What is expected -> Give the code review comment again from "Because pandas is" down to "pf = pq.ParquetFile(buf, pre_buffer=pre_buffer)", with every "pandas" swapped for "numpy".

Reading passage ->
** start **

Because pandas is an optional dependency, we also allow running the tests
without pandas (through a marker), and so all tests using pandas are in
practice marked with `@pytest.mark.pandas`. But that also means that if it can
easily be avoided using pandas (like in this case, it's actually not more code
to not use pandas), it's best to do so.
##########
python/pyarrow/tests/parquet/test_parquet_file.py:
##########
@@ -277,3 +278,77 @@ def test_pre_buffer(pre_buffer):
buf.seek(0)
pf = pq.ParquetFile(buf, pre_buffer=pre_buffer)
assert pf.read().num_rows == N
+
+
+def test_parquet_file_explicitly_closed(tmpdir):
+ """
+ Unopened files should be closed explicitly after use,
+ and previously opened files should be left open.
+ Applies to read_table, ParquetDataset, and ParquetFile
+ """
+ # create test parquet file
+ df = pd.DataFrame([{'col1': 0, 'col2': 0}, {'col1': 1, 'col2': 1}])

** end **

Dataset extract ->
** start **

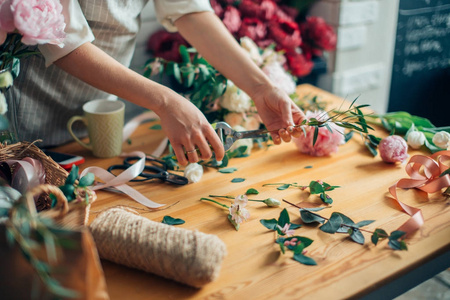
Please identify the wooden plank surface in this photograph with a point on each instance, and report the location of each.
(254, 267)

** end **

Result ->
Because numpy is an optional dependency, we also allow running the tests
without numpy (through a marker), and so all tests using numpy are in
practice marked with `@pytest.mark.numpy`. But that also means that if it can
easily be avoided using numpy (like in this case, it's actually not more code
to not use numpy), it's best to do so.
##########
python/pyarrow/tests/parquet/test_parquet_file.py:
##########
@@ -277,3 +278,77 @@ def test_pre_buffer(pre_buffer):
buf.seek(0)
pf = pq.ParquetFile(buf, pre_buffer=pre_buffer)